Task: Please copy the material from the line containing "Each instance of the paving" through the line containing "[[382, 260]]", word for word, with nothing else.

Material supplied:

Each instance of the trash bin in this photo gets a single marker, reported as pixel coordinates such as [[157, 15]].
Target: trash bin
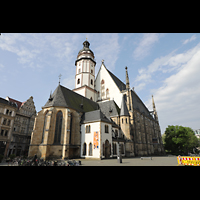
[[119, 158]]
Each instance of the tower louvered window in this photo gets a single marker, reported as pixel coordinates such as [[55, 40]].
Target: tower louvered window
[[58, 129]]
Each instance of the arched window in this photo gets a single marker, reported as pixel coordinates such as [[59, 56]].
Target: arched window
[[107, 93], [90, 149], [84, 149], [106, 129], [58, 129], [103, 89], [88, 129], [45, 122]]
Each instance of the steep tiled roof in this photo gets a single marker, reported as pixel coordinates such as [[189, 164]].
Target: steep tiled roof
[[109, 108], [118, 82], [65, 97], [19, 103], [4, 101], [95, 115]]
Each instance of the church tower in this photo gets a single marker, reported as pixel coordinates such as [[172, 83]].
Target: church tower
[[85, 72]]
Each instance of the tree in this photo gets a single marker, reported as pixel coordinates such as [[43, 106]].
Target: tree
[[179, 140]]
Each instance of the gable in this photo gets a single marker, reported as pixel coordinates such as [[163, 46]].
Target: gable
[[111, 84]]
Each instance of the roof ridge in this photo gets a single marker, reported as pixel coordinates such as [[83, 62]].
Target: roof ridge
[[117, 81]]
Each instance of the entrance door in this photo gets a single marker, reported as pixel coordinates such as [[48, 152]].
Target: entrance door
[[107, 149]]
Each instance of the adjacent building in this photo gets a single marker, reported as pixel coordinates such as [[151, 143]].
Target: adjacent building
[[7, 115], [22, 127]]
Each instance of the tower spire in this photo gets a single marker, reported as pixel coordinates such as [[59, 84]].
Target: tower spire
[[127, 79]]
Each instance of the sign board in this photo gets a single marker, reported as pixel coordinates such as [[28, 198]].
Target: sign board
[[96, 140], [187, 160]]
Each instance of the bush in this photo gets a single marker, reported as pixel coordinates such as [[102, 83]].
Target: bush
[[12, 156], [1, 158]]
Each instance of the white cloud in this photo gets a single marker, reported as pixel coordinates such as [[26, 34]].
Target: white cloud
[[190, 39], [105, 46], [177, 100], [145, 45], [171, 62]]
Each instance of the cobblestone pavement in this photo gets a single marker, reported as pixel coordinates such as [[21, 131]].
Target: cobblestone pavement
[[156, 161]]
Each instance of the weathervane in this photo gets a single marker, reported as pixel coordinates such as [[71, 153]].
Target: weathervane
[[59, 78]]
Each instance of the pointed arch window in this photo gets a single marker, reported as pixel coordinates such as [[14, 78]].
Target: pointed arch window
[[90, 149], [107, 93], [103, 89], [84, 149], [58, 129], [44, 127]]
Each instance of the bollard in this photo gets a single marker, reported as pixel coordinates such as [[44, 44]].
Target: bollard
[[119, 158]]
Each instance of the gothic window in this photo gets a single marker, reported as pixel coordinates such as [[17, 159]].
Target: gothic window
[[44, 128], [107, 93], [114, 149], [103, 89], [4, 121], [8, 123], [6, 133], [106, 129], [88, 129], [58, 130], [90, 149], [84, 149]]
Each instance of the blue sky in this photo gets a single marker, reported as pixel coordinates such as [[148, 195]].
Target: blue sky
[[166, 65]]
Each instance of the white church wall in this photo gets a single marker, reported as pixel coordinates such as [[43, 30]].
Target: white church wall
[[106, 136], [89, 138], [114, 92]]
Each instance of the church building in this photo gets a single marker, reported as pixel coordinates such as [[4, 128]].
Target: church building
[[101, 117]]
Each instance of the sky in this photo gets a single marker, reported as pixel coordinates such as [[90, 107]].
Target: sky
[[165, 65]]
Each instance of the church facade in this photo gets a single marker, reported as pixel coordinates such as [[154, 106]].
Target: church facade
[[97, 119]]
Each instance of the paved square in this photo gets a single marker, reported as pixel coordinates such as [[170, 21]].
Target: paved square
[[156, 161]]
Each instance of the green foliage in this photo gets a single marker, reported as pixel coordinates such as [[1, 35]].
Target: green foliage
[[179, 140]]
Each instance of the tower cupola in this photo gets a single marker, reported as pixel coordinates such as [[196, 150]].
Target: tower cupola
[[85, 72]]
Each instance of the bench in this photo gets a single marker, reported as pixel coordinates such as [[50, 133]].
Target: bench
[[146, 158]]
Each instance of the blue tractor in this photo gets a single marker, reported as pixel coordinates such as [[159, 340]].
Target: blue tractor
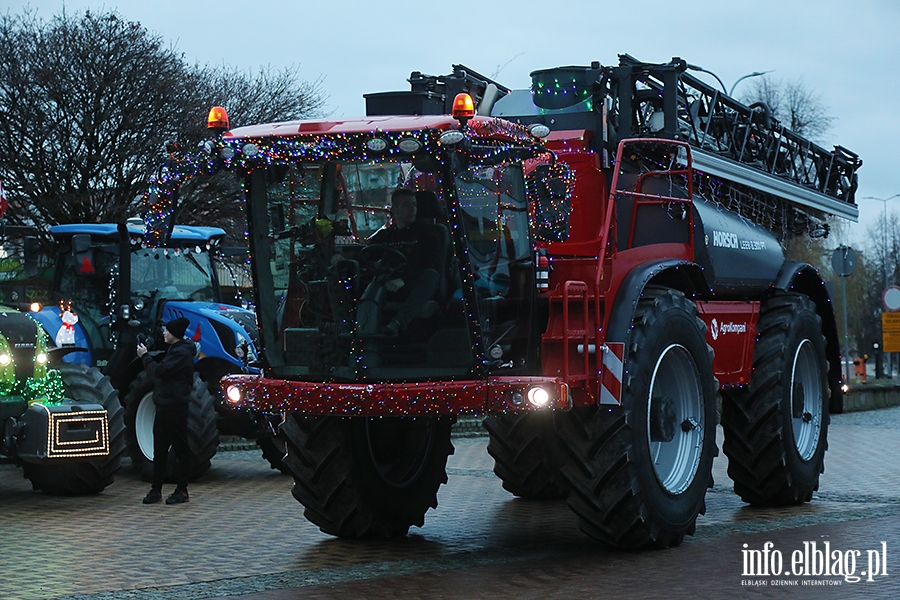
[[115, 290]]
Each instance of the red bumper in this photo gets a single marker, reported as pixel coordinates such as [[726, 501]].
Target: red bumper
[[497, 394]]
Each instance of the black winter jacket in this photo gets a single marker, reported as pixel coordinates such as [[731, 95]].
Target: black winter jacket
[[174, 374]]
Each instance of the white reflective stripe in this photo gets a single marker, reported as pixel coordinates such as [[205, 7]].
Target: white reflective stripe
[[606, 397], [612, 362]]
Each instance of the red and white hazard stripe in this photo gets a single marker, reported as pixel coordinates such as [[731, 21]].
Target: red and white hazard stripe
[[611, 373]]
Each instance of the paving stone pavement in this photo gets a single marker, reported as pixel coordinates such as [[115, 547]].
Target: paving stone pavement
[[243, 534]]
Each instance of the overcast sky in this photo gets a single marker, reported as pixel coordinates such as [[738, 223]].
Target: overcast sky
[[848, 52]]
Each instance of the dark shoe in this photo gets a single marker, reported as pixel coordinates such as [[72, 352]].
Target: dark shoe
[[153, 496], [178, 497], [394, 328]]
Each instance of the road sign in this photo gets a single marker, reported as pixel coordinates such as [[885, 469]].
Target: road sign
[[891, 298], [843, 260], [890, 331]]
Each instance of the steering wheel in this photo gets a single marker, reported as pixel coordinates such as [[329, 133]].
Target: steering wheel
[[382, 260]]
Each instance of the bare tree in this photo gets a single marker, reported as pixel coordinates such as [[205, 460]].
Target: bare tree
[[88, 100], [798, 107]]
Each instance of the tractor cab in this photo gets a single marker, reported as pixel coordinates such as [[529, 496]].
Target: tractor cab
[[99, 306], [332, 250]]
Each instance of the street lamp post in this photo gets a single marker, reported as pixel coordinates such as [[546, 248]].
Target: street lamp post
[[884, 201]]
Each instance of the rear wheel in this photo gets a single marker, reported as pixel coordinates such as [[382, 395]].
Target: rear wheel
[[776, 429], [525, 455], [360, 477], [140, 413], [85, 385], [638, 472]]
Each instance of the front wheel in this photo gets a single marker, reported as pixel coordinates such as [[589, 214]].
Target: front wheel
[[85, 385], [140, 413], [366, 477], [526, 458], [639, 472], [776, 429]]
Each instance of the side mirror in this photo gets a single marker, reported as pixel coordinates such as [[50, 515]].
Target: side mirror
[[83, 254], [548, 190]]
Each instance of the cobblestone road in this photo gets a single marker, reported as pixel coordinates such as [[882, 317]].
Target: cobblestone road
[[243, 535]]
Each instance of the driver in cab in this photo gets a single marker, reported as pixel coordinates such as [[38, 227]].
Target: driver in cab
[[417, 283]]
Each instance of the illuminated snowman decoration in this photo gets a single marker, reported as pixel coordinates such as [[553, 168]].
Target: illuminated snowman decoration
[[66, 334]]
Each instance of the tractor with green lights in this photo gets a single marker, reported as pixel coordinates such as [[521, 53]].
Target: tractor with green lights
[[63, 423], [611, 259]]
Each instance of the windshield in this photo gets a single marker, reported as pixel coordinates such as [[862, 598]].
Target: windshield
[[172, 273], [358, 278]]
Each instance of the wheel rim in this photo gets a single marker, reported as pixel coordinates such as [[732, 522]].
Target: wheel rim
[[675, 419], [400, 448], [143, 425], [806, 400]]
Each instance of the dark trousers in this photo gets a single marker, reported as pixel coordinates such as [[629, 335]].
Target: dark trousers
[[170, 430]]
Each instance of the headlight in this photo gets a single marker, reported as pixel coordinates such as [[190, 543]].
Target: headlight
[[234, 394], [538, 397]]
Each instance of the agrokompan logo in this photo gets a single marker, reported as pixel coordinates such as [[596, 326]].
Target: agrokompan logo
[[815, 564], [715, 329]]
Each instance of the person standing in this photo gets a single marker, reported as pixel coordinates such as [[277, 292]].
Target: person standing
[[174, 376]]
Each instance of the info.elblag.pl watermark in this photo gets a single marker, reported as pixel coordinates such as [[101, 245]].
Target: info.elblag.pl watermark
[[815, 564]]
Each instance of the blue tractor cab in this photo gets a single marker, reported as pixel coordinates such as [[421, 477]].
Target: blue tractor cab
[[114, 290]]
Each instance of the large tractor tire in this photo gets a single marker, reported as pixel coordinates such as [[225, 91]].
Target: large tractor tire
[[776, 429], [140, 413], [84, 385], [525, 453], [638, 473], [366, 477]]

Written answer:
Each instance of the paving stone pavement in this photo gets a single marker, reported as pixel coordinates such as [[115, 547]].
Target: paving stone pavement
[[243, 534]]
Each instance of the overcast sky in this photo gets a single marker, reported as pixel coordinates such as [[738, 223]].
Target: overcast sky
[[848, 52]]
Each instance of the dark shoe in this photo gets a single marker, reported as pixel coordinates such as [[72, 352]].
Target: dark shoe
[[153, 496], [178, 497], [394, 328]]
Each instance of the road sign in this photo gets a single marker, reported as pixel coordinates such as [[885, 469]].
Target: road sign
[[891, 298], [843, 260], [890, 331]]
Each instance of the steering wheel in this photo gets a single marker, reported as pixel coordinates such as [[329, 133]].
Target: steering wheel
[[382, 260]]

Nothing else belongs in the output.